**EXTRACT:**
In particular – and what makes me think Gaskell has not simply portrayed a stereotypically bitter, unloved gay character, but rather a young man deeply fucked up by confusion over his gendered place in the world – Rat enjoys watching Connor dominate women. His apparent jealousy of Connor’s (unwelcomed) attraction to Frijja (“I don’t want her to get him, that’s all. Why not? Because she don’t want him. Because she don’t deserve him. She don’t understand him”) may indicate he’s in deep self-denial about the queerness of his feelings for Connor, but I think it’s also about gender performance. Rat longs for the absolute, unquestioned masculinity he believes he sees in Connor whenever Connor interacts with – that is, threatens and degrades – women.

**GIVEN DATA:**
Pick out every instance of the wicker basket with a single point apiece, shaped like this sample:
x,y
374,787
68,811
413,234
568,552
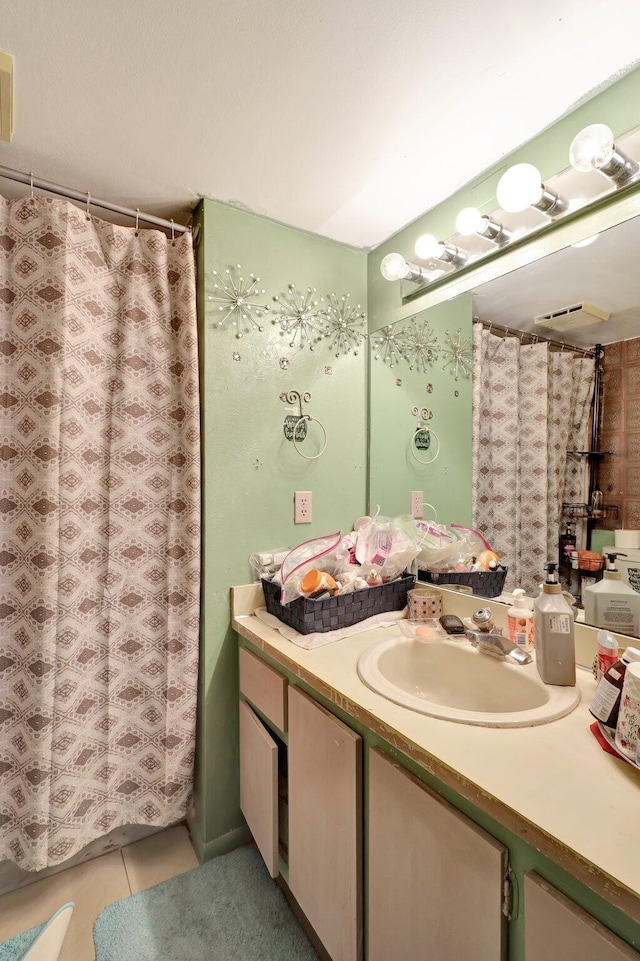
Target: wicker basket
x,y
308,616
482,583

**TO DO:**
a. List every personal name that appears in the passage about Rat and Connor.
b. Carry on the commentary on Rat and Connor past its final sentence.
The rows can be ignored; nothing here depends on them.

**ANSWERS PROVIDED:**
a. Gaskell, Rat, Connor, Frijja

b.
Connor is, let’s say, not the healthiest of role models – his habits include wanking over unsuspecting women sitting in front of him in cinemas – but the thought of Frijja influencing him with her entirely unsubmissive femininity fills Rat with horror. “‘You must save him from my cousin, Sweetness. She’s dangerous'”, he says, after Connor’s gang have physically manhandled Frijja into Connor’s room, Connor has repeatedly overridden Frijja’s clearly-expressed boundaries and wishes, and the door has been shut on the two of them with Connor wrenching her away from the window and threatening to handcuff her to the bed (altogether, a very well staged and deeply disturbing sequence). It’s not completely clear whether Connor rapes Frijja: he flatly denies it, ridiculing Frijja’s account of events to the extent that Frijja herself comes to doubt her own recollection, although this closely resembles a classic tactic of abuse and so cannot, I think, be taken at face value. Rat, for his part, is surprised by the denial, and his description of his reaction is revealing: “I don’t know am I disappointed. Or more magnetised than before.” He was excited by the idea that Connor might have raped Frijja, because he longs for Frijja to be reminded of her proper place; she is
not like a proper girl who is fit for one thing and glad of it, her scorn of that function (and of me and you who she was made for and she won’t admit it and looks at you and me her masters with coldness)
Above all, he is worried that she outshines and emasculates both him and Connor, turning their own desire into a weapon against them and demonstrating at every step that power is not something inherent in men, accruing to them simply by virtue of their maleness: power is also something that can be seized, and can be lost. At any sign that Frijja might be defeated, Rat exults: “Now she would be ordinary. She would no longer be a trap of steel and diamonds. She would lose her height and her glitter, and be much less than ordinary.” He is an unbearable little shit, and also a fascinating, complex, pitiable figure; overall, this is an impressive piece of work.